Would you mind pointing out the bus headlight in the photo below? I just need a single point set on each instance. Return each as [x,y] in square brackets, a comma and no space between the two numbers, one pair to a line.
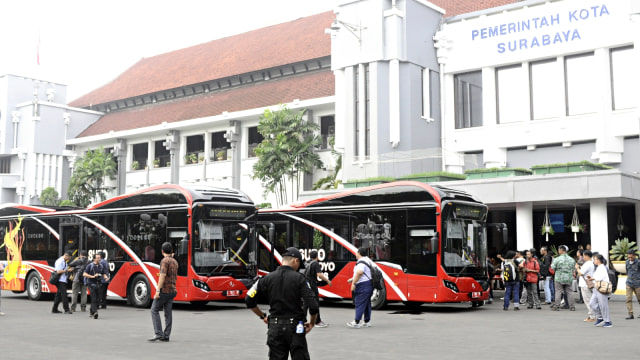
[201,285]
[450,285]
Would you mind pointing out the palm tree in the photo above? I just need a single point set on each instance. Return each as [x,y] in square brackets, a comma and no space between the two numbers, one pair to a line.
[286,153]
[87,182]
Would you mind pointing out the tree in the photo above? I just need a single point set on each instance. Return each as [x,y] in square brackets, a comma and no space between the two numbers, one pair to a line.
[286,153]
[49,197]
[87,182]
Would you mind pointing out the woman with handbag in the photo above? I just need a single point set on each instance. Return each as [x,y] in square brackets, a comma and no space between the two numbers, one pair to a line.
[600,299]
[586,286]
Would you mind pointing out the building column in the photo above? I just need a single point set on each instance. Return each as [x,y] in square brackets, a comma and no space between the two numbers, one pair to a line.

▶ **Work instructions**: Can you render each line of the records above as a Markdown table with the columns Row and Line, numbering the rows and skipping any blank lines? Leave the pictures out of the table.

▶ **Task answer**:
| Row | Line |
|---|---|
| 1 | Would you mind pointing out the bus headlight in the photo below? I just need a single point set on each instance. Return each as [x,y] in square brackets, a comma and no space between the two numbers, one pair to a line. |
| 2 | [201,285] |
| 3 | [450,285] |
| 4 | Would you mind pointing out the palm tree in the photo above? I just need a single point set on each instance. Return each as [x,y] in square brackets, a comma and no space between the two numbers, one pair to a line. |
| 5 | [286,153] |
| 6 | [87,182] |
| 7 | Would you mind pointing out the tree in the photo above? I just need a single point set on each instance. Return each as [x,y] in square brackets, a comma and no space between the two numbers, one pair to a line. |
| 8 | [286,153] |
| 9 | [49,197] |
| 10 | [87,182] |
| 11 | Would you mind pointing out the woman with handbag in the photo above? I just need a single point set on each instance. Return each as [x,y] in square brackets, a comma and no space between the two numbers, one pair to a line. |
| 12 | [600,299] |
| 13 | [586,286] |
| 14 | Would you mind pointing out the building column in the photo above? I just need a single point set on each instance. Return each as [x,y] in square brackets, a comma and no space between the two numbers, one pair to a line. |